═════ TEXT PASSAGE ═════

Just adding to Damian's comment above, that the IllegalStateStoreException
here is thrown to indicate a "transient" state where the state store
hosting this key is being migrated and hence not available, where users
implementing the REST APIs on top of it, for example, can choose to handle
it differently. For example, either return a sentinel value as "key not
available" or return some error codes.

Guozhang


On Fri, Sep 9, 2016 at 9:40 AM, Damian Guy <da...@gmail.com> wrote:

> Hi Mikael,
>
> During rebalance both instances should throw IllegalStateStoreException
> until the rebalance has completed. Once the rebalance has completed if the
> key is not found on the local store, then you would get a null value. You
> can always find the Kafka Streams instance that will have that key
> (assuming it exists) by using:
>
> StreamsMetadata KafkaStreams.metadataForKey(String storeName, K key,
> Serializer<K> keySerializer)
>
> The StreamsMetadata will tell you which instance, via HostInfo, has the
> given key.
>
> HTH,
> Damian
>
>
>
>
> On Fri, 9 Sep 2016 at 16:56 Mikael Högqvist <ho...@gmail.com> wrote:
>
> > Hi Damian,
> >
> > thanks for fixing this so quickly, I re-ran the test and it works fine.
> >
> > The next test I tried was to read from two service instances implementing
> > the same string count topology. First, the client is started sending two
> > read requests, one per instance, every second. Next, I start the first
> > instance and let it complete the store init before the next instance is
> > started.
> >
> > Below is the initial part of the trace when going from 0 to 1 instance.

═════ DATASET ENTRIES ═════

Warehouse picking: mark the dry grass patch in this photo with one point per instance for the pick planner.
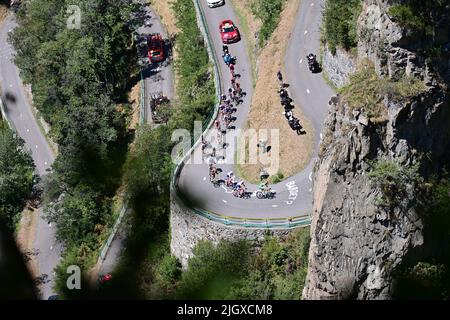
(164, 10)
(266, 111)
(25, 237)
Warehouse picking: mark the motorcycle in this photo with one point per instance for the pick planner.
(312, 63)
(265, 194)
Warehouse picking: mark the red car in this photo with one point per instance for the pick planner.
(155, 45)
(229, 32)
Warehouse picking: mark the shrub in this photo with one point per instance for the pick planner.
(340, 23)
(16, 176)
(366, 90)
(269, 12)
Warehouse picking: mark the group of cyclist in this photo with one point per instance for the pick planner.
(227, 106)
(286, 102)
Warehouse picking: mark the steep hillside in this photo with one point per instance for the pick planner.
(387, 135)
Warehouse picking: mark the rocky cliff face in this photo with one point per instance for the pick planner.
(357, 242)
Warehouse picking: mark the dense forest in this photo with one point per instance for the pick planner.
(16, 176)
(79, 80)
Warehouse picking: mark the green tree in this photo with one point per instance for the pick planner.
(340, 23)
(16, 176)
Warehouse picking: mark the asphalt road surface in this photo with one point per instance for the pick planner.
(309, 91)
(20, 113)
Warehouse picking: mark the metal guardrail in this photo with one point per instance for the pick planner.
(275, 223)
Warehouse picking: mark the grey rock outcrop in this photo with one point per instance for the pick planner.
(356, 243)
(339, 66)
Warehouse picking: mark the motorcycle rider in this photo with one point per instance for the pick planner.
(264, 187)
(230, 179)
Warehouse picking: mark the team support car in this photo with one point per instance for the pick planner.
(215, 3)
(229, 32)
(155, 45)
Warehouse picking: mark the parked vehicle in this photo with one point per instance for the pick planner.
(215, 3)
(229, 33)
(155, 45)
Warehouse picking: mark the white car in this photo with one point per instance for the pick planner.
(215, 3)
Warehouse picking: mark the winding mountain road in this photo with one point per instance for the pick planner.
(20, 113)
(309, 91)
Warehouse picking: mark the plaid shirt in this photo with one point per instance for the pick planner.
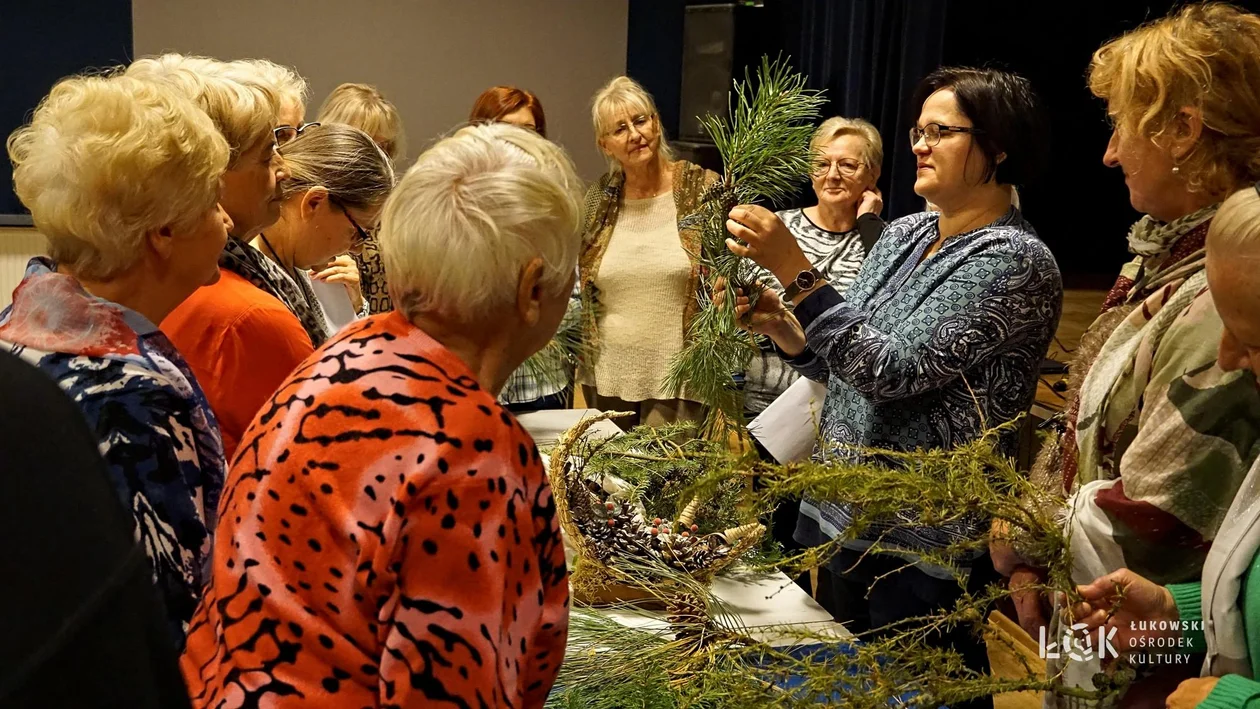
(544, 374)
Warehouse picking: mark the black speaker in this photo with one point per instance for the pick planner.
(720, 40)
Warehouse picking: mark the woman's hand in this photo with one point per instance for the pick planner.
(769, 242)
(343, 270)
(1122, 600)
(769, 317)
(871, 203)
(1191, 693)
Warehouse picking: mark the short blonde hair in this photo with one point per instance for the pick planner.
(289, 86)
(106, 160)
(1235, 231)
(343, 160)
(1205, 57)
(245, 112)
(471, 213)
(624, 93)
(366, 108)
(838, 126)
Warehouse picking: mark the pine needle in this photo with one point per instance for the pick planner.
(765, 154)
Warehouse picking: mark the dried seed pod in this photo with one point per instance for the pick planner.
(688, 515)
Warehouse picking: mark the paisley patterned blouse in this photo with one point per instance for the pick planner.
(156, 433)
(927, 353)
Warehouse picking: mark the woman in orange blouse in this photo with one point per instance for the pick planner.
(387, 534)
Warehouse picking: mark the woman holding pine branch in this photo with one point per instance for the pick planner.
(639, 268)
(836, 234)
(939, 338)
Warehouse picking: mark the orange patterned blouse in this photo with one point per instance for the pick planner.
(387, 538)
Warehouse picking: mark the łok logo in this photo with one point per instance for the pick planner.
(1075, 645)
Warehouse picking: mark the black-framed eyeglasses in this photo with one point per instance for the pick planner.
(931, 132)
(286, 132)
(360, 234)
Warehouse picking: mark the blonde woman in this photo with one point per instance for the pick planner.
(638, 271)
(338, 179)
(1219, 613)
(236, 320)
(290, 88)
(836, 234)
(119, 261)
(366, 108)
(454, 563)
(1144, 432)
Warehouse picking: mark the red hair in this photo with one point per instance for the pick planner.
(497, 102)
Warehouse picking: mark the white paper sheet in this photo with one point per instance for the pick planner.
(789, 426)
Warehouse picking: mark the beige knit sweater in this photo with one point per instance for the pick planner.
(643, 291)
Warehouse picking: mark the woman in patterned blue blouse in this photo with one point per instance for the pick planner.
(124, 179)
(940, 335)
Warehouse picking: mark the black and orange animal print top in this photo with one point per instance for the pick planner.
(387, 538)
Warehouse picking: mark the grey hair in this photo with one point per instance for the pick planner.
(470, 213)
(838, 126)
(343, 160)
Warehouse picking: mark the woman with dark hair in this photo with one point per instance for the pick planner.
(509, 105)
(940, 335)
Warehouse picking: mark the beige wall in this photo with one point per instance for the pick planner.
(430, 57)
(17, 246)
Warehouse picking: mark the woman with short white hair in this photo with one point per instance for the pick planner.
(120, 261)
(240, 319)
(639, 268)
(383, 481)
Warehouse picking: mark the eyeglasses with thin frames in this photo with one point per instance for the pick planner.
(847, 168)
(360, 237)
(286, 132)
(931, 132)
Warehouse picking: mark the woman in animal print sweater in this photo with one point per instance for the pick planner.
(387, 534)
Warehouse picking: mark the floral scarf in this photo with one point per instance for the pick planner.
(1151, 292)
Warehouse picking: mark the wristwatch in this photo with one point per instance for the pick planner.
(804, 282)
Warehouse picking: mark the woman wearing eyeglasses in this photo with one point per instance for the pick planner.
(940, 336)
(836, 234)
(338, 179)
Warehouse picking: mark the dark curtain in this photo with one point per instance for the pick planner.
(870, 54)
(654, 54)
(40, 43)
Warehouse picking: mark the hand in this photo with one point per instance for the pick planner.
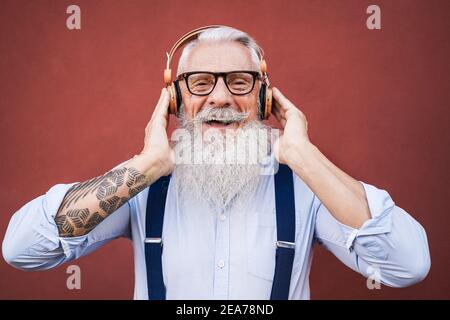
(295, 128)
(156, 142)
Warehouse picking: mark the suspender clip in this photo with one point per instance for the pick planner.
(285, 244)
(153, 240)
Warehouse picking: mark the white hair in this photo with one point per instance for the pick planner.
(223, 34)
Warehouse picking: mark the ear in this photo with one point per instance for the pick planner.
(179, 98)
(262, 102)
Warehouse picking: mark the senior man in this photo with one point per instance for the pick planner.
(213, 230)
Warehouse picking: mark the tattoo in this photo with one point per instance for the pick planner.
(73, 221)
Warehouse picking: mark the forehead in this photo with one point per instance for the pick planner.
(219, 56)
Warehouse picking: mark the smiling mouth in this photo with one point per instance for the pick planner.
(219, 122)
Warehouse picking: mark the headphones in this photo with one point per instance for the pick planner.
(265, 93)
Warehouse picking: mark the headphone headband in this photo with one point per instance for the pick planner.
(186, 38)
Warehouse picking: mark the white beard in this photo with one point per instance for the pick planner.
(225, 184)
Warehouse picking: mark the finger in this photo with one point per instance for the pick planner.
(279, 116)
(283, 102)
(276, 107)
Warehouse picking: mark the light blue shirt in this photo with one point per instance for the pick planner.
(229, 254)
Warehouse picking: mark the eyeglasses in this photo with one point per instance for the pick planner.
(202, 83)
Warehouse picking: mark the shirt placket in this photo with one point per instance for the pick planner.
(222, 256)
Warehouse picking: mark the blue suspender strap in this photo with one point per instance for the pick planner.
(285, 212)
(156, 203)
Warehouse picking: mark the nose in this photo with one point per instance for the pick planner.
(220, 96)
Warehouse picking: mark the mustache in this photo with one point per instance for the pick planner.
(223, 114)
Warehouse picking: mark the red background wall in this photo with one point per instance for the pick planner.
(75, 103)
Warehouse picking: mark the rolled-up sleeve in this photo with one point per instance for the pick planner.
(391, 246)
(32, 240)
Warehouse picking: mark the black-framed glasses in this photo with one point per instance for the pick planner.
(202, 83)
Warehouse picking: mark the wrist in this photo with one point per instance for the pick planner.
(302, 157)
(150, 166)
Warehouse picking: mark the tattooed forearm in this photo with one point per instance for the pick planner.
(87, 204)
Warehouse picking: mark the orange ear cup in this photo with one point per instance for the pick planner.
(268, 107)
(169, 85)
(268, 102)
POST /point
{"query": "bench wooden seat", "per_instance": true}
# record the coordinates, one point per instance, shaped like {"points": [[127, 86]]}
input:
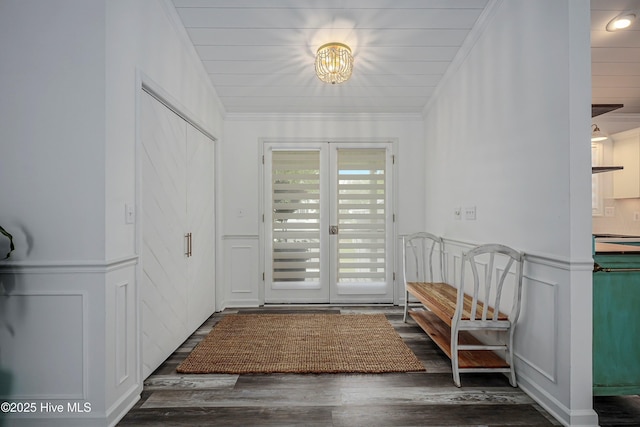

═════

**WRITTEN REQUEST:**
In the Kafka Streams thread, what does StreamsMetadata tell you about a given key?

**THE RESULT:**
It tells you which instance, via HostInfo, has the given key.